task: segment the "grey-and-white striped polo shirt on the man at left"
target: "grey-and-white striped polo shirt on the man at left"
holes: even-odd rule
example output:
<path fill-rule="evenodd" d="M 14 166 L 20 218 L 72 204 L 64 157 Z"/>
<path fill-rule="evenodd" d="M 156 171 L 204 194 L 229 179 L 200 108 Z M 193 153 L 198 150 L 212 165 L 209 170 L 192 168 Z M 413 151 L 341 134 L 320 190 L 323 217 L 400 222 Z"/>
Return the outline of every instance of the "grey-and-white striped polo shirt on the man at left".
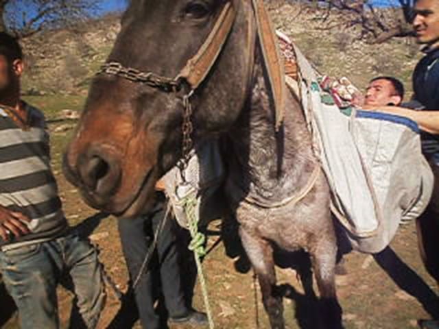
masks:
<path fill-rule="evenodd" d="M 67 229 L 58 187 L 50 166 L 49 134 L 42 112 L 25 104 L 29 130 L 22 130 L 0 107 L 0 205 L 31 219 L 29 234 L 1 249 L 47 241 Z"/>

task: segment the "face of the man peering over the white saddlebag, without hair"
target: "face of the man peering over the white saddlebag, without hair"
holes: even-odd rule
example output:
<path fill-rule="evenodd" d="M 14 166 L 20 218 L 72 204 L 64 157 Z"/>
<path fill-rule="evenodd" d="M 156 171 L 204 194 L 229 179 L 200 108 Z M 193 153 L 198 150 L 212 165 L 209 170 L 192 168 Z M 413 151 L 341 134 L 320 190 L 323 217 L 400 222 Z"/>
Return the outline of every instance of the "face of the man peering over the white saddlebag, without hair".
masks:
<path fill-rule="evenodd" d="M 366 88 L 364 105 L 387 106 L 390 104 L 399 105 L 402 99 L 396 95 L 396 90 L 389 80 L 379 79 L 370 82 Z"/>

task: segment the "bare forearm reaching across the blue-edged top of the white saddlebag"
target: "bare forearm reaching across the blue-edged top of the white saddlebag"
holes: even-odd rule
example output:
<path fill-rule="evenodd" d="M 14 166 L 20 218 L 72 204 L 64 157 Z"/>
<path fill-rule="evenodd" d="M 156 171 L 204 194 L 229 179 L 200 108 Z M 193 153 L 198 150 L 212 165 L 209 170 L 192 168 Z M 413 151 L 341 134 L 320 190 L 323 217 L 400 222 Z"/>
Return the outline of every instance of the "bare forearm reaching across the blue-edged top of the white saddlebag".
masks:
<path fill-rule="evenodd" d="M 439 110 L 416 111 L 399 106 L 373 106 L 365 107 L 365 110 L 401 115 L 401 117 L 407 117 L 418 123 L 421 130 L 430 134 L 439 134 Z"/>

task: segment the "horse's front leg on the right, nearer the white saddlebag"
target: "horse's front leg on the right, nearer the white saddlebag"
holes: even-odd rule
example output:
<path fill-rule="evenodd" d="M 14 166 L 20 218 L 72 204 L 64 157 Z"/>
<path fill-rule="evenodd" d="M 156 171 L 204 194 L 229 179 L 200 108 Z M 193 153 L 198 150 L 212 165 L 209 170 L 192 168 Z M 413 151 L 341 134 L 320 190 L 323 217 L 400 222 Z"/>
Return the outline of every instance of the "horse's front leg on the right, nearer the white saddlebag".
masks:
<path fill-rule="evenodd" d="M 322 239 L 313 248 L 311 262 L 320 291 L 320 311 L 323 328 L 343 328 L 342 308 L 335 292 L 335 260 L 337 246 L 331 239 Z"/>

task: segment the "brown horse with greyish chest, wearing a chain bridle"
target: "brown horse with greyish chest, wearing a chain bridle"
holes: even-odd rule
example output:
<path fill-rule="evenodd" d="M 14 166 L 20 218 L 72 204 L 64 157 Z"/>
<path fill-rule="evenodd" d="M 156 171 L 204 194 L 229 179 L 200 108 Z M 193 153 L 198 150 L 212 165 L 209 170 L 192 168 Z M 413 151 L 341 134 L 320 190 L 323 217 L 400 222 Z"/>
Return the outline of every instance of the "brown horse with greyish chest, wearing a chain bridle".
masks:
<path fill-rule="evenodd" d="M 329 185 L 298 99 L 283 90 L 278 101 L 261 10 L 259 0 L 130 1 L 64 153 L 64 175 L 90 206 L 129 220 L 152 207 L 156 182 L 193 143 L 220 138 L 223 191 L 271 327 L 285 328 L 277 246 L 309 253 L 320 325 L 340 328 Z"/>

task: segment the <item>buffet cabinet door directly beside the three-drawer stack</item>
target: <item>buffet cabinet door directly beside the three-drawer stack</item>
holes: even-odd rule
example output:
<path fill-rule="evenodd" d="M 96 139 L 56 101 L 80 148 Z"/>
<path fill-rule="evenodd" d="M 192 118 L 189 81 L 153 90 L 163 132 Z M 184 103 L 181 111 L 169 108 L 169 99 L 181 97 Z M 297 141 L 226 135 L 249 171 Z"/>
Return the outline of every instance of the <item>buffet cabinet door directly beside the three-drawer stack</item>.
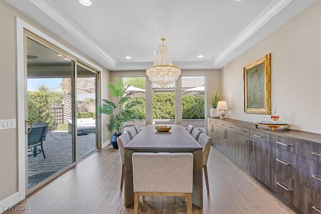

------------------------

The task:
Please retype the whole listing above word for word and drop the pictures.

Solution for this problem:
task: segment the "grey-and-white striped polo shirt on the man at left"
target: "grey-and-white striped polo shirt on the man at left"
holes: even-odd rule
example output:
<path fill-rule="evenodd" d="M 14 166 L 20 218 L 72 204 L 64 157 Z"/>
<path fill-rule="evenodd" d="M 156 171 L 204 194 L 229 179 L 200 108 Z M 193 153 L 198 150 L 212 165 L 209 170 L 192 168 Z M 413 151 L 341 134 L 320 190 L 323 217 L 400 222 Z"/>
Return the outline of every instance of the "grey-and-white striped polo shirt on the man at left".
masks:
<path fill-rule="evenodd" d="M 67 229 L 58 187 L 50 166 L 49 134 L 42 112 L 25 104 L 29 130 L 22 130 L 0 107 L 0 205 L 31 219 L 29 234 L 1 249 L 47 241 Z"/>

task: segment the "face of the man peering over the white saddlebag, without hair"
target: "face of the man peering over the white saddlebag, without hair"
holes: even-odd rule
example output:
<path fill-rule="evenodd" d="M 14 166 L 20 218 L 72 204 L 64 157 Z"/>
<path fill-rule="evenodd" d="M 156 171 L 204 194 L 229 179 L 200 108 Z M 193 153 L 198 150 L 212 165 L 209 170 L 192 168 Z M 413 151 L 341 134 L 320 190 L 323 217 L 400 222 Z"/>
Return the outline of every instance of the "face of the man peering over the white saddlebag, without hair".
masks:
<path fill-rule="evenodd" d="M 366 88 L 364 105 L 387 106 L 390 104 L 399 105 L 402 99 L 396 95 L 396 90 L 389 80 L 379 79 L 370 82 Z"/>

task: segment the "bare forearm reaching across the blue-edged top of the white saddlebag"
target: "bare forearm reaching across the blue-edged top of the white saddlebag"
holes: even-odd rule
example output:
<path fill-rule="evenodd" d="M 14 166 L 20 218 L 72 204 L 64 157 Z"/>
<path fill-rule="evenodd" d="M 156 171 L 204 194 L 229 179 L 200 108 Z M 193 153 L 198 150 L 212 165 L 209 170 L 192 168 Z M 413 151 L 341 134 L 320 190 L 323 217 L 400 222 Z"/>
Return the outline of every instance of the "bare forearm reaching across the blue-edged top of the white saddlebag".
masks:
<path fill-rule="evenodd" d="M 439 110 L 416 111 L 399 106 L 373 106 L 365 107 L 365 110 L 401 115 L 401 117 L 407 117 L 418 123 L 421 130 L 430 134 L 439 134 Z"/>

task: segment the "horse's front leg on the right, nearer the white saddlebag"
target: "horse's front leg on the right, nearer the white saddlebag"
holes: even-odd rule
example output:
<path fill-rule="evenodd" d="M 14 166 L 20 218 L 72 204 L 64 157 Z"/>
<path fill-rule="evenodd" d="M 156 171 L 204 194 L 229 179 L 200 108 Z M 193 153 L 198 150 L 212 165 L 209 170 L 192 168 Z M 413 151 L 341 134 L 320 190 L 323 217 L 400 222 Z"/>
Return the outline of every instance of the "horse's front leg on the right, nearer the white saddlebag".
masks:
<path fill-rule="evenodd" d="M 322 239 L 313 248 L 311 262 L 320 291 L 320 311 L 323 328 L 343 328 L 342 308 L 335 292 L 335 260 L 337 246 L 331 239 Z"/>

task: segment the "brown horse with greyish chest, wearing a chain bridle"
target: "brown horse with greyish chest, wearing a chain bridle"
holes: even-odd rule
example output:
<path fill-rule="evenodd" d="M 14 166 L 20 218 L 72 204 L 64 157 Z"/>
<path fill-rule="evenodd" d="M 156 171 L 204 194 L 229 179 L 200 108 Z M 193 153 L 198 150 L 212 165 L 209 170 L 192 168 Z M 413 151 L 341 134 L 320 190 L 323 217 L 400 222 Z"/>
Return the outline of every instance of the "brown horse with greyish chest, wearing a chain bridle".
masks:
<path fill-rule="evenodd" d="M 329 185 L 298 99 L 283 90 L 278 101 L 261 10 L 259 0 L 130 1 L 64 153 L 64 175 L 90 206 L 129 220 L 152 207 L 156 182 L 193 143 L 220 138 L 223 191 L 271 327 L 285 328 L 277 246 L 309 253 L 320 325 L 340 328 Z"/>

task: segment the <item>buffet cabinet door directly beside the three-drawer stack</item>
target: <item>buffet cabinet door directly beside the three-drawer stack</item>
holes: even-odd rule
example output:
<path fill-rule="evenodd" d="M 96 139 L 56 101 L 80 148 Z"/>
<path fill-rule="evenodd" d="M 192 118 L 189 81 L 153 90 L 163 132 Z M 184 103 L 181 111 L 169 108 L 169 99 L 181 97 Z M 297 141 L 226 135 L 249 171 Z"/>
Return the outline of every instance of the <item>buffet cabinet door directly beside the three-drawer stack</item>.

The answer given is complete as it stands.